Coordinate annotation records
* Start *

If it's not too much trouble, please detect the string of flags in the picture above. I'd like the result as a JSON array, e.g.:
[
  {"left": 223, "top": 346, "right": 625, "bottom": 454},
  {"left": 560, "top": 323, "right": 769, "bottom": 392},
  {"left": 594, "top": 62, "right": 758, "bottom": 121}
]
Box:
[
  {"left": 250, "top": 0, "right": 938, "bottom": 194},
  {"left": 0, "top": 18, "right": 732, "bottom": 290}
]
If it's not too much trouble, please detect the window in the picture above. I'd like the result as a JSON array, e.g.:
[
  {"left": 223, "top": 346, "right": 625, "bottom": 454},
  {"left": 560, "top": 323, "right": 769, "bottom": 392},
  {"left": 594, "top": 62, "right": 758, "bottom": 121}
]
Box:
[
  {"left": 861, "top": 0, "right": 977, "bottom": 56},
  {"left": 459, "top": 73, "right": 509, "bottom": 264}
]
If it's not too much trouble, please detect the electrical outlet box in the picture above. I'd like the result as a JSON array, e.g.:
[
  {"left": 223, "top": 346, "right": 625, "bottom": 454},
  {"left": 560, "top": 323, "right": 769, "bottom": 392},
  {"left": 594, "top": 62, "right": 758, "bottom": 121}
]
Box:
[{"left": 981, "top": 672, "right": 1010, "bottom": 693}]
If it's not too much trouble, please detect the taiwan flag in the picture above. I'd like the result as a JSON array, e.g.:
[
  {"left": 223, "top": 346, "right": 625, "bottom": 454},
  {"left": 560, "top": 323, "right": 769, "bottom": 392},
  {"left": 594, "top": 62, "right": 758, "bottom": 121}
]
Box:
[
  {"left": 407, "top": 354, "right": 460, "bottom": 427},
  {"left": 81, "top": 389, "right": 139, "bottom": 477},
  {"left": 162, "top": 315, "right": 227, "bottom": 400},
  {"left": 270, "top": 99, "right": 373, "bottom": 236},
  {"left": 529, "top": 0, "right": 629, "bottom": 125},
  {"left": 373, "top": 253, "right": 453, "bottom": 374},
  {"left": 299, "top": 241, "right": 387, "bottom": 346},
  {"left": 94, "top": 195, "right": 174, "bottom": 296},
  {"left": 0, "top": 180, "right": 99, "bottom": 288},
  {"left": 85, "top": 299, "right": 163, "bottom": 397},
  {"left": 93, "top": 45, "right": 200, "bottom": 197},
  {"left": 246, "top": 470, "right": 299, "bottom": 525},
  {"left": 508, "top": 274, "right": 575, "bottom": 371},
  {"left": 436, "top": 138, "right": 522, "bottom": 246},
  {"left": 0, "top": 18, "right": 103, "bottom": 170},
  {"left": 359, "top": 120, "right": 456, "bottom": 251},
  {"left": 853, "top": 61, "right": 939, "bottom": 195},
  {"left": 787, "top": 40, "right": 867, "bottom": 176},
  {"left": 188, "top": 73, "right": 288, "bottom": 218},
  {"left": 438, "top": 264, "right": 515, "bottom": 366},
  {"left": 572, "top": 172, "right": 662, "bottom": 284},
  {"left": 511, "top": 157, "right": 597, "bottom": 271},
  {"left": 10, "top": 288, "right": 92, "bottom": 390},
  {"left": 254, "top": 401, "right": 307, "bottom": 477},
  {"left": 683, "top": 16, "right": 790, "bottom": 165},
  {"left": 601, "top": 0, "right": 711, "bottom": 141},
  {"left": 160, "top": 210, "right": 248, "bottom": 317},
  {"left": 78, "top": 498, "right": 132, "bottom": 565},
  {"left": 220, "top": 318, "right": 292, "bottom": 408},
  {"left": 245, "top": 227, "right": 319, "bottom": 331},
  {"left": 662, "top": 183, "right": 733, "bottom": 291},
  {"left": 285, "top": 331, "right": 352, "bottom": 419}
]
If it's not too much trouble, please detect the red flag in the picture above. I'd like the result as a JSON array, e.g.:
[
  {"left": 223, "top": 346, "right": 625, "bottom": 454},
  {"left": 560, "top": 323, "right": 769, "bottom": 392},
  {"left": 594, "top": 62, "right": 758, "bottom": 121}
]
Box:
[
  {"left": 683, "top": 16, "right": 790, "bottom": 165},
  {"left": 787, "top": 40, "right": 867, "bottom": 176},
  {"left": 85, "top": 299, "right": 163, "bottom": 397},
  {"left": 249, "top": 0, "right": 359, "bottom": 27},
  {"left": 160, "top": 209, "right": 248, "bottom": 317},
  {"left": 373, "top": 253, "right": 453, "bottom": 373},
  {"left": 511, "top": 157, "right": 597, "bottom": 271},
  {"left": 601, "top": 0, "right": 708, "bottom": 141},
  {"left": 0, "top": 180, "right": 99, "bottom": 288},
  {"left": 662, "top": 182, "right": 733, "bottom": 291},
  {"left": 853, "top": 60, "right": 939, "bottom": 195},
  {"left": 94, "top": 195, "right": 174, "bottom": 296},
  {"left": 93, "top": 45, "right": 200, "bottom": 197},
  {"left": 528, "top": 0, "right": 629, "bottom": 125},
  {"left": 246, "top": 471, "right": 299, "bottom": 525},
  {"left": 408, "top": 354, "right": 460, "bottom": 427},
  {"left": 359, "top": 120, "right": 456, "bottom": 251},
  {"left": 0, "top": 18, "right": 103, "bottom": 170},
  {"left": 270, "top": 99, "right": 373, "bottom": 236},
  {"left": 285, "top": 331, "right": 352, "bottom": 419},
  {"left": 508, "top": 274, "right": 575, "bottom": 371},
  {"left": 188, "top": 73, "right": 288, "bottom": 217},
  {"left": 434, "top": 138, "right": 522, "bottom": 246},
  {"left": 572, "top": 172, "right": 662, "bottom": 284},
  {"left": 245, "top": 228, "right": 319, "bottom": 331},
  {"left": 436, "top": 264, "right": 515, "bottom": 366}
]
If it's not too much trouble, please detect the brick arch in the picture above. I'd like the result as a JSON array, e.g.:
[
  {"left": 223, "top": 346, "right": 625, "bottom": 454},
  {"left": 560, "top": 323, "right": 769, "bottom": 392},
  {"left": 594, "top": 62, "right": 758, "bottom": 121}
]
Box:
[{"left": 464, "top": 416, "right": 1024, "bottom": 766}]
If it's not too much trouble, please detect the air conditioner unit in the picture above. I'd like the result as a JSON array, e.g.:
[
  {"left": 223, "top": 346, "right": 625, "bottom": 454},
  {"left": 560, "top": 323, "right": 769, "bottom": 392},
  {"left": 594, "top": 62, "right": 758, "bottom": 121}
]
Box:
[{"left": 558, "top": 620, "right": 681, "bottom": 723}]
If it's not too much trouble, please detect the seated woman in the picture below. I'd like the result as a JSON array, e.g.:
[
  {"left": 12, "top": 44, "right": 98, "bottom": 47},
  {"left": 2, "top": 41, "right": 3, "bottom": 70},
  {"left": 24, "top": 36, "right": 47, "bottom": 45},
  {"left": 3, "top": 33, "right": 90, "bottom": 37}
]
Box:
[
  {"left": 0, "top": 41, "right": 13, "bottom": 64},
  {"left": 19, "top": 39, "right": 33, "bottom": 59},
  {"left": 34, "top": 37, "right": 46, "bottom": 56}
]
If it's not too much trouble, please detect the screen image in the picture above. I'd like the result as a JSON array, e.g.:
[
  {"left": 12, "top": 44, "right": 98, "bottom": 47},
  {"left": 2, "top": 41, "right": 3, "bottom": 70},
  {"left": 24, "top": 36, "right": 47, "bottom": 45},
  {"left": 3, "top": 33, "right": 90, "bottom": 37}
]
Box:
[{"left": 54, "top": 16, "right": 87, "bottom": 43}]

* End *

**Exercise directions:** Pick out every line of the records that contains the word "brick" and copy each one.

**Solution to this exercise:**
If it's not too much trouble, please detect the brick arch in the picture above. I'd like the result as a JSON array, e.g.:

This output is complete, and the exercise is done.